=== 本文抜粋 ===
かけ算(乗法)・わり算(除法;包含除・等分除)の関係を,1枚の図にしてみました.

Q&A

Q: なぜそのような分類があるの?
A: 「かけ算だ」「わり算だ」と,演算の決定ができるようになるためです.
Q: トランプ配りを使えば同じなんでしょ?
A: 連続量×分離量=連続量という関係になると,かけられる数とかける数は交換できませんよ.それと,トランプ配りは分離量を対象とした等分除のための操作として,確立されています(海外文献からも知ることができます).
Q: □×3=15も,3×□=15も,交換法則を使えば□=5なんでしょ?
A: 「一つ分の大きさ(1つ分の数,1あたり量)」と「幾つ分」を区別する段階では,□×3=15と3×□=15は異なる意味です.九九をもとに15÷3を求める際には,三一が3,三二が6,…,三五15として,3の段を使うことになります.

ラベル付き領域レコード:
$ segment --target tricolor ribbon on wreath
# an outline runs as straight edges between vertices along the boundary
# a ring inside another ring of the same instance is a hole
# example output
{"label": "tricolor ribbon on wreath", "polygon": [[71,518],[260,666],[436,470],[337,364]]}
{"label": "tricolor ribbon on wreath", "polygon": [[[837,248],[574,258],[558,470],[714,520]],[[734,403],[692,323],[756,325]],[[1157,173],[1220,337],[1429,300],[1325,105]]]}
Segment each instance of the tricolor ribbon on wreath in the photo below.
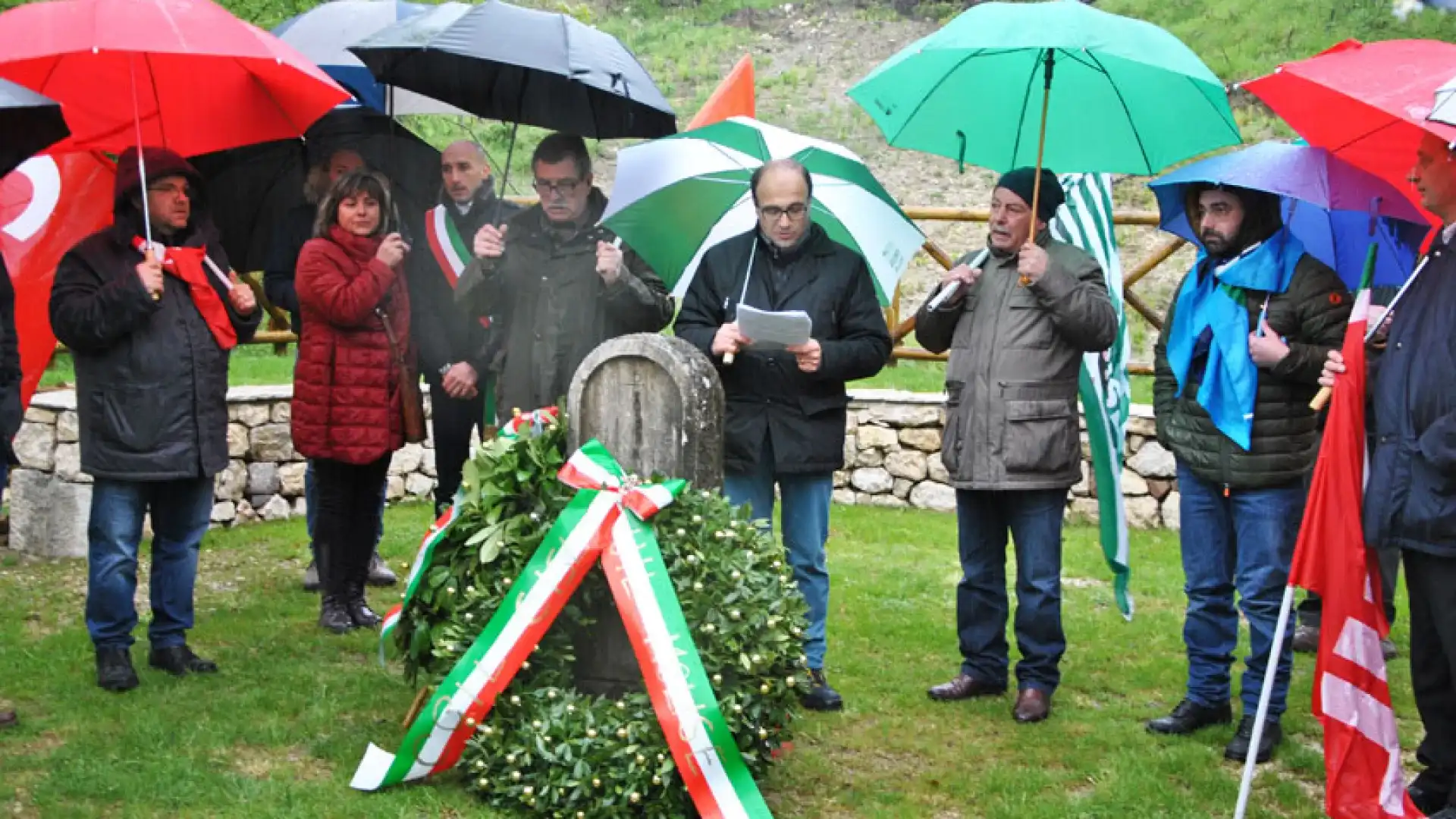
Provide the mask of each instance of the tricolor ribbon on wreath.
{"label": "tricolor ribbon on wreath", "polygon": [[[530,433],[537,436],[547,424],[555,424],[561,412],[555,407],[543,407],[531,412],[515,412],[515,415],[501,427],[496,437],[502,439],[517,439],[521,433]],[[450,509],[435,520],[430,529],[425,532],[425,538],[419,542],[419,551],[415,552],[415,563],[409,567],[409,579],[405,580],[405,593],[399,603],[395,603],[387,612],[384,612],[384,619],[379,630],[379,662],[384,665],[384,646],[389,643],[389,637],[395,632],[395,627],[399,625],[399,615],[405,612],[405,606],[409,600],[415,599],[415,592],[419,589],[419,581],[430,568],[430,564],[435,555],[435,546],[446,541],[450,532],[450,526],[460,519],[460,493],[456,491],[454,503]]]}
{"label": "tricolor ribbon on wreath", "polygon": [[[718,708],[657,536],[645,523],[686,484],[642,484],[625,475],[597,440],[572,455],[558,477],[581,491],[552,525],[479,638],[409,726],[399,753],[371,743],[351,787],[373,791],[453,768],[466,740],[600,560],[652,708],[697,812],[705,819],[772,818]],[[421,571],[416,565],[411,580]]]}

* * *

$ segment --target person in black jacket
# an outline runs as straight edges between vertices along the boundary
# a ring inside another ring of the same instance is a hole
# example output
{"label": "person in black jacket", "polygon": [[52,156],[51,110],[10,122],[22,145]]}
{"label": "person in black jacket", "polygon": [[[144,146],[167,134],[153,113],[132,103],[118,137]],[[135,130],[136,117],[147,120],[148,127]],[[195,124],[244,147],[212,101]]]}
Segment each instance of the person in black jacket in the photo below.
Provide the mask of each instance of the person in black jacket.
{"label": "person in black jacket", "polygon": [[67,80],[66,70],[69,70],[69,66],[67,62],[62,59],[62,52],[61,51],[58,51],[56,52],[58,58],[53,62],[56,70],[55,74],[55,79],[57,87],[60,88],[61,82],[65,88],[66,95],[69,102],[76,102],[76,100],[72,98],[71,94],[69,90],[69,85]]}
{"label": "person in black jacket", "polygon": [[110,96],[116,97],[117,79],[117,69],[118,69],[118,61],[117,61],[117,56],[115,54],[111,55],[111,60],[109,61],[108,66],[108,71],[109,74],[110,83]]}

---

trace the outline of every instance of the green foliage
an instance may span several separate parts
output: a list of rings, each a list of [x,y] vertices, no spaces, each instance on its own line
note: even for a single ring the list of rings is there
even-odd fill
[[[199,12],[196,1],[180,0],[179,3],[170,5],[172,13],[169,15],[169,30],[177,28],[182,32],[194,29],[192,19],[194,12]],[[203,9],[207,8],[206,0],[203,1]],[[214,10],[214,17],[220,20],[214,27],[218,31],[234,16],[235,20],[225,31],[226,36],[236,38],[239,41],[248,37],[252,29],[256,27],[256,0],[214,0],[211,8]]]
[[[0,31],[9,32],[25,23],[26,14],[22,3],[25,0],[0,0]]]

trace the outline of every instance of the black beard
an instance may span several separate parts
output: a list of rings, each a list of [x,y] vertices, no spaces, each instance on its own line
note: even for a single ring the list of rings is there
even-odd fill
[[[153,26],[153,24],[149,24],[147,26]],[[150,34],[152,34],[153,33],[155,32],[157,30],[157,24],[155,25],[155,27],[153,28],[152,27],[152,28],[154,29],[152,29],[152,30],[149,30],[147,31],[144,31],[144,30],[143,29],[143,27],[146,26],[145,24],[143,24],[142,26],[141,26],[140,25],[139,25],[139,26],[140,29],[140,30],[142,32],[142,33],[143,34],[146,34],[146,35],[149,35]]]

=== 設問 ===
1) かけ算・わり算の文章について、次の問いに答えてください。
(a) かけ算とわり算の分類があるのは、何ができるようになるためか。
(b) トランプ配りは、何を対象としたどの除法の操作として確立されているか。
(c) 九九をもとに15÷3を求める際には、何の段を使うか。
2) かけ算・わり算の文章で「Q:」の後に置かれた問いを、「Q:」を除いてすべて抜き出してください。
3) かけ算・わり算の文章を最後の文の後から引き継ぎ、続きを書いてください。
これらの行はここでは使用しません。

=== 設問別の解答 ===
1)
(a) 「かけ算だ」「わり算だ」と演算の決定ができるようになるため。
(b) 分離量を対象とした等分除のための操作。
(c) 3の段。

2)
なぜそのような分類があるの?
トランプ配りを使えば同じなんでしょ?
□×3=15も,3×□=15も,交換法則を使えば□=5なんでしょ?

3)
Q: わり算が2種類なのに,かけ算が1種類って,おかしくない?
A: a×b=cという関係があるときに,その中の一つを未知数として,求める式を書けば,a=c÷b,b=c÷a,c=a×bですので,わり算が2種類,かけ算が1種類なのと自然に対応します.なお,面積・直積などの場合には,わり算は1種類(a=c÷bとb=c÷aは実質的に区別されない)となります.
Q: 包含除と等分除,どっちが大切なの?
A: 「かけ算だ」「わり算だ」と,演算の決定ができるようになるためには,どっちも同じくらい大切だと思います.
Q: 包含除と等分除,どっちが簡単なの?
A: 3年で学習する,分離量を対象としたわり算では,どっちが親しみやすいかは人それぞれです.《算数解説》p.110も,両論併記です.しかし小数となったら,等分除の拡張となるほうがより困難で,そのことは「1に当たる大きき(基準にする大きさ)を求めているという見方に一般化するのに難しさがある」(《算数解説》p.167)と書かれています.
A追加: 国内外で,等分除のほうが難しいことが報告されています(包含除先行1950-80年代の研究概観).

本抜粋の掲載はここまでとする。